[start SUPPLIED MATERIAL]

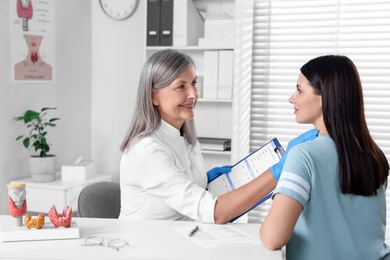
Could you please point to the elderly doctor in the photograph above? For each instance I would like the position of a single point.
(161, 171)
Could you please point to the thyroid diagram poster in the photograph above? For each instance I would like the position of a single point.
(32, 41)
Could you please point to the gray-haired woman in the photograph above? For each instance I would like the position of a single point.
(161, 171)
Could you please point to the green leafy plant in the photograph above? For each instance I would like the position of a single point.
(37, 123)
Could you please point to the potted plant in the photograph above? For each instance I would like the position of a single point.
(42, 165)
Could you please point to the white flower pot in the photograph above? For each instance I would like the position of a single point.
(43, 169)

[end SUPPLIED MATERIAL]
[start SUPPLIED MATERIAL]

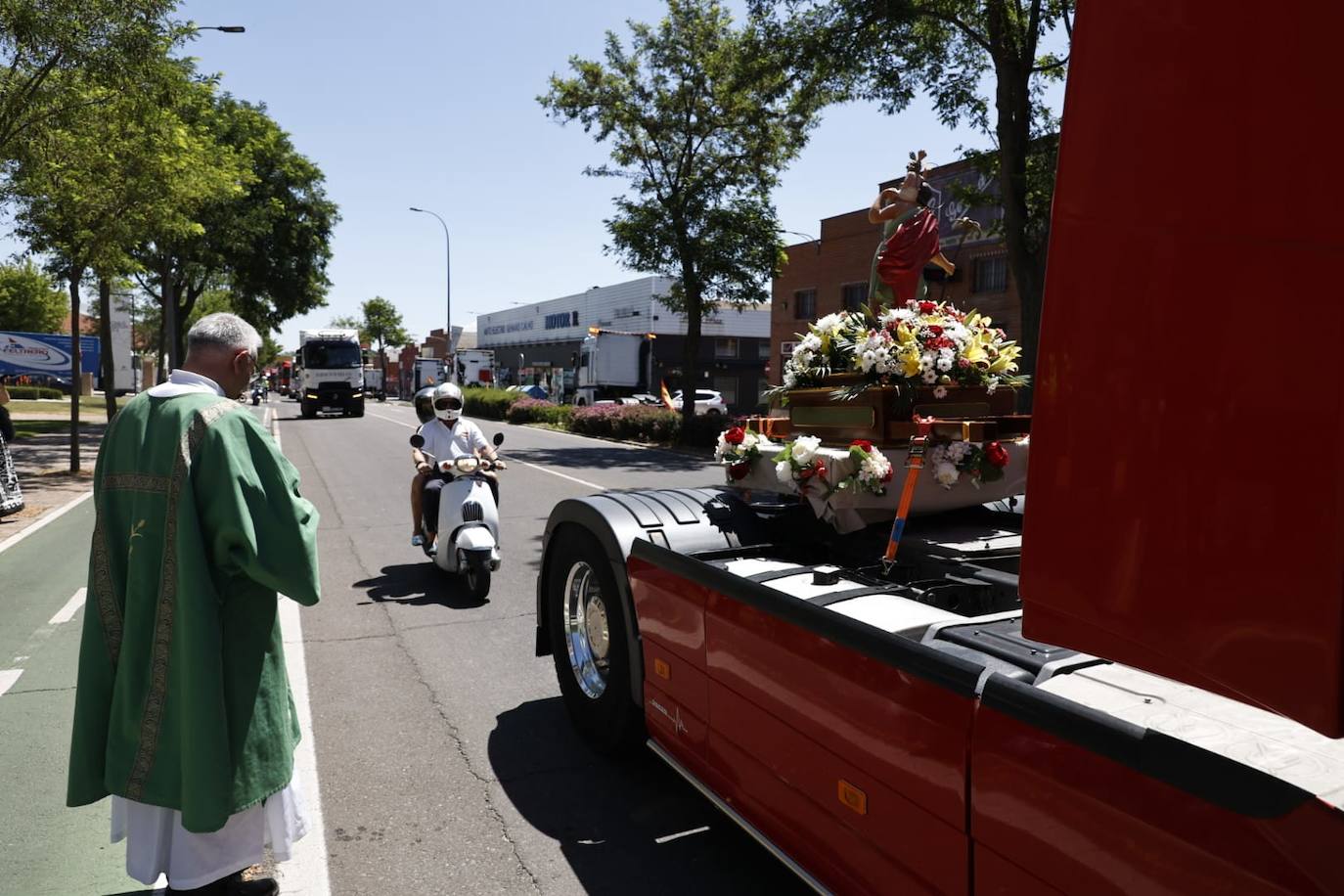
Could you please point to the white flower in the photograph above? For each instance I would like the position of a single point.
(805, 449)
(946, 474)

[end SUPPLIED MATERIAL]
[start SUPPLIED MATERIAL]

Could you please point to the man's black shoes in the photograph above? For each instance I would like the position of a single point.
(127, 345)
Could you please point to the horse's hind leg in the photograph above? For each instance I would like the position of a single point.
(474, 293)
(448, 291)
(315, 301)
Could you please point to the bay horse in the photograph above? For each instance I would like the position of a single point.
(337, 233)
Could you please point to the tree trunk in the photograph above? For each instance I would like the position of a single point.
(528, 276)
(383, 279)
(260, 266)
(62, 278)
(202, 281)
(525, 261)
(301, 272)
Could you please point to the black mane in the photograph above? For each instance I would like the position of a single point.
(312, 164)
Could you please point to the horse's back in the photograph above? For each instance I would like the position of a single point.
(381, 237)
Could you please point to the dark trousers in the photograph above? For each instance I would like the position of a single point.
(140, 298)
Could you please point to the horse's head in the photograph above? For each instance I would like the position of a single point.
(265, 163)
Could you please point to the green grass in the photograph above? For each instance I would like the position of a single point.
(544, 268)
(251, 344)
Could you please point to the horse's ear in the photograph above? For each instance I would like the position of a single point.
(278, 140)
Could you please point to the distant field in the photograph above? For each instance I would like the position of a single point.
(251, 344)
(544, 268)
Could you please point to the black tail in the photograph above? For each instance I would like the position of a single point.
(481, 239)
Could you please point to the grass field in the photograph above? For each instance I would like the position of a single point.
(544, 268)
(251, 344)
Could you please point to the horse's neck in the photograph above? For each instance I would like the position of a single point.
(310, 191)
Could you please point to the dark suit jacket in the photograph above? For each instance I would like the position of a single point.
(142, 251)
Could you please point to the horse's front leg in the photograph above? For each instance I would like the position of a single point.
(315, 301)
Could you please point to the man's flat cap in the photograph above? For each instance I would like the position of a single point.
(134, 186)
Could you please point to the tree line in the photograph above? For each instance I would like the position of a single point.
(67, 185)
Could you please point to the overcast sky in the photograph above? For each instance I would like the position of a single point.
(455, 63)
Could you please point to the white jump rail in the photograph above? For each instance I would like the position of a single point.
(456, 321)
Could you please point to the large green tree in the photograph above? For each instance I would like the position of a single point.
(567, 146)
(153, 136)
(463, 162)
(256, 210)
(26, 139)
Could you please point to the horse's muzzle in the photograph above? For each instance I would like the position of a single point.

[end SUPPLIED MATERIAL]

## WRITTEN INSTRUCTION
Copy out the lines from the line with "Could you please point to the white jump" up to and including the line with "Could you please point to the horse's muzzle", changing "photograph" to "image" and leaving everything else the same.

## SOLUTION FOR THIS PROBLEM
Could you please point to the white jump rail in the image above? For each instance I would like the position of a single point.
(456, 321)
Could you please point to the large green tree in the image above? For each instance I would like the position of a single point.
(567, 146)
(153, 136)
(463, 162)
(256, 210)
(26, 139)
Could you please point to the horse's muzzle in the image above? For each instance I would like the position of a single point.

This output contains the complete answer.